**Task to complete:** The output must be the data, printed exactly as written.

**Records from a collection:**
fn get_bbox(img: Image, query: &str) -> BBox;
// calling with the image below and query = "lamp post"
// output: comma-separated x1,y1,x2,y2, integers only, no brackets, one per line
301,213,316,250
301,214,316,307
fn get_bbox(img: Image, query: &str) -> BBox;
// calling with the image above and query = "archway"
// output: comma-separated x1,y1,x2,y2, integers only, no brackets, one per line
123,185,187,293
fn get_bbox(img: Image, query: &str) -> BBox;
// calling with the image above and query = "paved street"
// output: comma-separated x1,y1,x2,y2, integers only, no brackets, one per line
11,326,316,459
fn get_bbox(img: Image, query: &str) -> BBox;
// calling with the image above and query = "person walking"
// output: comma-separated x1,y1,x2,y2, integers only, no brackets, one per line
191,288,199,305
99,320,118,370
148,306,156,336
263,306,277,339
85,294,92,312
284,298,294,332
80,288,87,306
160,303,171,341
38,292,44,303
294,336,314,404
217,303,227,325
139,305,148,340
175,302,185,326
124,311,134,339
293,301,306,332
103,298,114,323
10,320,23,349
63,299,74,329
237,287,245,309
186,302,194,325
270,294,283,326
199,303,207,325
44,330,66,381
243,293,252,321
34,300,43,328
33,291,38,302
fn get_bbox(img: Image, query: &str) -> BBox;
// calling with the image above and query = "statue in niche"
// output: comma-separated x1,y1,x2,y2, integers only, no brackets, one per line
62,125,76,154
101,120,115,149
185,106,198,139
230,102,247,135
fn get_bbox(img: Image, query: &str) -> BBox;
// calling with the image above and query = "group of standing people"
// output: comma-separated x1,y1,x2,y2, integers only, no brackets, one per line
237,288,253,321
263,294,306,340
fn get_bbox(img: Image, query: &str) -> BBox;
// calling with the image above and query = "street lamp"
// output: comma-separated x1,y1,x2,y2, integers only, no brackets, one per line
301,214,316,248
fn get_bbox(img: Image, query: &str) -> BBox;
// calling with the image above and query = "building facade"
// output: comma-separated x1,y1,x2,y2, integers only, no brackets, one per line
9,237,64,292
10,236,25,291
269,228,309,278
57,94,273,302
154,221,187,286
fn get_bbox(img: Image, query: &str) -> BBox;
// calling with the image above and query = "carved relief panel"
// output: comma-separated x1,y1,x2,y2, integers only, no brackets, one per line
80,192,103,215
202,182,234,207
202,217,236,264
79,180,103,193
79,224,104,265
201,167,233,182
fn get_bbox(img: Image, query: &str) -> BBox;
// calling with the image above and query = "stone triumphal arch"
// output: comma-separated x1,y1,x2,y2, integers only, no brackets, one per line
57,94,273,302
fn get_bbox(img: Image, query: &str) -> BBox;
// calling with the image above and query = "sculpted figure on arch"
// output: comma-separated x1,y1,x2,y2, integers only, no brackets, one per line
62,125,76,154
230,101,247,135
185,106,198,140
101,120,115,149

**Exercise response:**
fn get_bbox(img: Image, query: &str) -> BBox;
// calling with the image below and query = "lamp post"
// output: comma-separated x1,y1,x2,y2, integers only, no brackets, one per line
301,213,316,250
301,214,316,307
fn get_bbox(img: Image, query: &str) -> BBox;
// calling with the image above and query = "archway"
// output: comma-separated x1,y1,x2,y2, integers only, no brackets, one per line
123,185,187,293
fn get_bbox(img: Image, query: &str) -> BBox;
// calling with the image above and query = "paved street"
// output: comma-separated x1,y1,x2,y2, integers only, no brackets, one per line
11,326,316,459
fn get_bbox(img: Image, query: &str) -> BBox;
// calling with the image above and query = "person walking"
// output: comma-separated x1,y1,x2,y2, integers only, no brackets, one per line
191,288,199,305
99,320,118,370
148,306,156,336
263,306,277,339
85,294,92,312
284,298,294,332
80,288,87,306
160,303,171,341
38,292,44,303
294,336,314,404
217,303,227,325
139,305,148,340
175,302,185,326
124,311,134,339
293,301,306,332
103,298,114,323
10,320,23,349
63,299,74,329
237,287,245,309
186,302,194,325
270,294,283,326
199,303,207,325
44,330,66,381
243,293,252,321
34,300,43,328
33,291,38,302
fn get_bbox(img: Image, query: &str) -> BBox;
// calling with the image above and query = "statue in niche"
// output: comma-separated x1,y1,x2,y2, integers only, no brackets, one per line
62,125,76,154
101,120,115,149
185,106,198,139
230,102,247,135
fn get_bbox(img: Image, query: &str) -> BBox;
// calling with the image above and query = "group of standing people"
// output: comma-separated x1,y1,x2,y2, integers only, no brackets, one per line
237,288,253,321
263,294,306,340
fn get_bbox(img: Image, query: &str) -> BBox;
// calling with the image above and query = "street lamp"
// output: comma-separated x1,y1,x2,y2, integers only, no brackets, one per line
301,214,316,248
fn get_bbox(img: Image, query: &str) -> BBox;
// calling with the image above and query = "building facade"
// output: comma-separated x1,y1,x2,y2, integers only, no brackets, one per line
9,237,64,292
10,236,25,291
269,228,309,278
57,94,273,302
154,221,187,286
fn get_bbox(img: Image, query: &str) -> BBox;
// calling with the image above and query = "carved relief panel"
// output: comma-separated x1,y1,x2,y2, integers only, no brackets, one per line
80,192,103,215
202,182,234,207
202,217,236,264
79,180,103,193
79,224,104,265
201,167,233,182
fn get_bbox(img: Image, query: &str) -> BBox;
// calling with the image above and query = "stone triumphal arch"
// output: comma-separated x1,y1,x2,y2, integers only, no brackets, one per line
57,94,273,302
fn get_bbox(img: Image, query: &str) -> BBox;
// calling with the image above and query = "sculpted figure on arch"
// output: comma-separated x1,y1,x2,y2, integers only, no brackets, one per line
62,125,76,154
230,101,247,135
185,106,198,140
101,120,115,149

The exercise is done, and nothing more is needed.